Answer these questions about the exchange API guide.
1. In what years did OKX move most accounts to its Unified Account model?
2. Whose session management does the guide call brutally unforgiving on timing?
3. Which account model might an older OKX account still be on?

╭─ QUOTED PASSAGE

OKX, Bybit, and Deribit: A Comparative Engineering Guide to Their APIs and Failure Modes

Every crypto exchange API looks similar in the documentation. WebSocket connections, REST fallback, JSON messages, rate limits, API keys. The illusion of uniformity breaks down the moment you run real strategies against multiple venues simultaneously. OKX’s unified account model changes risk calculations in ways the docs undersell. Bybit’s session management is brutally unforgiving on timing. Deribit’s options stream sizing has physical limits that will surprise you if you’ve only worked with perpetuals.

This post documents what you actually need to know to operate production trading systems on each of these venues.

OKX: Unified Account, Classic Account, and the Split That Breaks Your Assumptions

OKX migrated most accounts to their “Unified Account” model in 2022-2023. If your account was created recently, you almost certainly have a Unified Account. If you’re using an older account, you might be on Classic. The two have fundamentally different API structures.

╰─
╭─ LISTED ENTRIES

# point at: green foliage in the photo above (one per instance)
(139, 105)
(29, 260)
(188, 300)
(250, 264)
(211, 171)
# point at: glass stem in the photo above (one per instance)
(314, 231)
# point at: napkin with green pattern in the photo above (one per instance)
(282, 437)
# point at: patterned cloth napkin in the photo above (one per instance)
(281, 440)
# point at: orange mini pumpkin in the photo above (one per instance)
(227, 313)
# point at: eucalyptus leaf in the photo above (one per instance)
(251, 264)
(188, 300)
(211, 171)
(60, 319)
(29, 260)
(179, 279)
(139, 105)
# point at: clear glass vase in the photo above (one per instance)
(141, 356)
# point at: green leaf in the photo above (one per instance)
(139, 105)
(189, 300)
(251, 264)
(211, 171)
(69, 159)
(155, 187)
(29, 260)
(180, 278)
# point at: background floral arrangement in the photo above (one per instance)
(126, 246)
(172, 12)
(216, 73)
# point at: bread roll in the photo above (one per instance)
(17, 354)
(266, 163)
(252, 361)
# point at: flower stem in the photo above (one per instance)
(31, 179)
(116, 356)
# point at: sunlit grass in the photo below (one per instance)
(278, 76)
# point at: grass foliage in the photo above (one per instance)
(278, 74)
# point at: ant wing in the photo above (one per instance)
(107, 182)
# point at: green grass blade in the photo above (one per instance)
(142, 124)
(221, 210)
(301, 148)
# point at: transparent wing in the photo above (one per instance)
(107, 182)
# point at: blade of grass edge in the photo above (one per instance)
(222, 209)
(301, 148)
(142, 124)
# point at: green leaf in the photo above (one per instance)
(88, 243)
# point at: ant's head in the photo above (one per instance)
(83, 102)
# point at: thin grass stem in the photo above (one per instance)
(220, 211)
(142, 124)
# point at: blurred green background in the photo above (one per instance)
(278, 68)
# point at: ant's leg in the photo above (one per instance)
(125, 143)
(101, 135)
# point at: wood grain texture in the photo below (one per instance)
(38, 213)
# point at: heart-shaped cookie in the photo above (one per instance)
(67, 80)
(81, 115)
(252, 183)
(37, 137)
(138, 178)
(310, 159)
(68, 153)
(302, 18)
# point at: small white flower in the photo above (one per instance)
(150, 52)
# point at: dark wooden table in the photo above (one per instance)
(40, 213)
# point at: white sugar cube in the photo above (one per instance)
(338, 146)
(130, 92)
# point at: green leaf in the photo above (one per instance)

╰─

## WRITTEN SOLUTION:
1. 2022-2023
2. Bybit's
3. Classic